━━━━━ Source data ━━━━━

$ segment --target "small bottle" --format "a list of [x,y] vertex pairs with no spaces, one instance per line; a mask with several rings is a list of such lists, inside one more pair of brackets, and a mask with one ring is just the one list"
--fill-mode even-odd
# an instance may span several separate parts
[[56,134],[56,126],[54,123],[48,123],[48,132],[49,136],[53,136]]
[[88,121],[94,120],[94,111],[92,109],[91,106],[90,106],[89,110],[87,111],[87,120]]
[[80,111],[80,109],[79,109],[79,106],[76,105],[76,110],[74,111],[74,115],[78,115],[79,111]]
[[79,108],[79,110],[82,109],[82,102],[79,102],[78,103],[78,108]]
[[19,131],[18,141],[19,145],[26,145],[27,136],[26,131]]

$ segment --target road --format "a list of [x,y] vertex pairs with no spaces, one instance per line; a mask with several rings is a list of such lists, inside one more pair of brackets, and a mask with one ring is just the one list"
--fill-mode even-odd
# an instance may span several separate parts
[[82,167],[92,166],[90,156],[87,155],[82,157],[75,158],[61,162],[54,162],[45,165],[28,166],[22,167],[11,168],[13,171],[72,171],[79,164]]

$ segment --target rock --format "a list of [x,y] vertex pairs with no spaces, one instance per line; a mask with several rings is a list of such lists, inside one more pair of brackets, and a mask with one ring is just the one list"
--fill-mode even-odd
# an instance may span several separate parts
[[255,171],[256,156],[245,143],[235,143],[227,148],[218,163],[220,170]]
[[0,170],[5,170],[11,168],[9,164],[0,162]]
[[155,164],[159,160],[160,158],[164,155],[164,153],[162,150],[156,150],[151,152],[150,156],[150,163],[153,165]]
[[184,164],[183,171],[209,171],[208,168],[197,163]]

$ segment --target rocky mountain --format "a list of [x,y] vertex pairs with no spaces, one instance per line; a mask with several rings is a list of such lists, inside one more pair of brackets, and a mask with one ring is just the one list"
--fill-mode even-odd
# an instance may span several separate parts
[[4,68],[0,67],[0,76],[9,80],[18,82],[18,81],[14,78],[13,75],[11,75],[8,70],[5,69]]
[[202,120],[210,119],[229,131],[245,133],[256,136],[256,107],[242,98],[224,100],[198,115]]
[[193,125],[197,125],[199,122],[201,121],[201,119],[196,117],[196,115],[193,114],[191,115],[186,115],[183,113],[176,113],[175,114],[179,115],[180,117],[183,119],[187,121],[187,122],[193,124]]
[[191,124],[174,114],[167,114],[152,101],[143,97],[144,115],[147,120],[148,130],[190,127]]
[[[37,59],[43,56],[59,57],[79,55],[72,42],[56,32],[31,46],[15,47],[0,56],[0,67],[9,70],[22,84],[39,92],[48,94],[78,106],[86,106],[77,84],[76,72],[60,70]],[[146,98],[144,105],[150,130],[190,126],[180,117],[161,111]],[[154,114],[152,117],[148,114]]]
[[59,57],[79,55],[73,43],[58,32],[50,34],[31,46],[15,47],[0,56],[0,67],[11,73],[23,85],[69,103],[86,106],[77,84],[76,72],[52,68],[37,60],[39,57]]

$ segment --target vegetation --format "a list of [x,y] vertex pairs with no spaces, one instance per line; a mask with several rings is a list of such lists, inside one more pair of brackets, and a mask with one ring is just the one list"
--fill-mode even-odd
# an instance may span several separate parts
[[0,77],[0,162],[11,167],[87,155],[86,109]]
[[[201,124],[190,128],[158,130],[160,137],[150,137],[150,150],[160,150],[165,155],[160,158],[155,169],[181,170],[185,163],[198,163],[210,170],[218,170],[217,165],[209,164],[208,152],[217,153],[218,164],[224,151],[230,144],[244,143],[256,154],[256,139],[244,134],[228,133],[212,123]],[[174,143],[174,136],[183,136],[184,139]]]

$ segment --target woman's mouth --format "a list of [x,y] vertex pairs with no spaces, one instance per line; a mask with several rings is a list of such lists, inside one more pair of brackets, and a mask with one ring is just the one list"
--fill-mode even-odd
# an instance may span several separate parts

━━━━━

● **Challenge**
Please write out, without any changes, the lines from the start of the records up to and including the line containing "[[184,164],[183,171],[209,171],[208,168],[197,163]]".

● **Solution**
$ segment --target "small bottle" --format "a list of [x,y] vertex pairs with no spaces, one instance per line; a mask with several rings is a list of such lists, inside one more pair of brackets, and a mask with one ring is just the one list"
--fill-mode even-odd
# an instance may span several separate parts
[[56,134],[56,126],[54,123],[48,123],[48,132],[49,136],[53,136]]
[[88,121],[94,120],[94,111],[92,109],[91,106],[90,106],[89,110],[87,111],[87,120]]
[[80,111],[80,109],[79,109],[79,106],[76,105],[76,110],[74,111],[74,115],[78,115],[79,111]]
[[79,108],[79,110],[82,109],[82,102],[79,102],[78,103],[78,108]]
[[19,131],[18,141],[19,145],[26,145],[27,136],[26,131]]

$ segment --target road --format "a list of [x,y] vertex pairs with no spaces, one instance per line; a mask with several rings is a list of such lists, inside one more pair of brackets, and a mask with one ring is just the one list"
--fill-mode even-odd
# an instance may span several separate parts
[[82,167],[92,166],[90,156],[87,155],[82,157],[75,158],[61,162],[54,162],[45,165],[28,166],[22,167],[11,168],[13,171],[72,171],[79,164]]

$ segment --target rock --format "a list of [x,y] vertex pairs with no spaces, one instance per line; a mask with several rings is a list of such lists, inside one more pair of brackets, and a mask with one ring is just the one list"
--fill-mode even-odd
# an instance may span several separate parts
[[255,171],[256,156],[245,143],[235,143],[227,148],[218,163],[220,170]]
[[0,170],[5,170],[11,168],[9,164],[0,162]]
[[155,164],[159,160],[160,158],[164,155],[164,153],[162,150],[156,150],[151,152],[150,156],[150,163],[153,165]]
[[184,164],[183,171],[209,171],[208,168],[197,163]]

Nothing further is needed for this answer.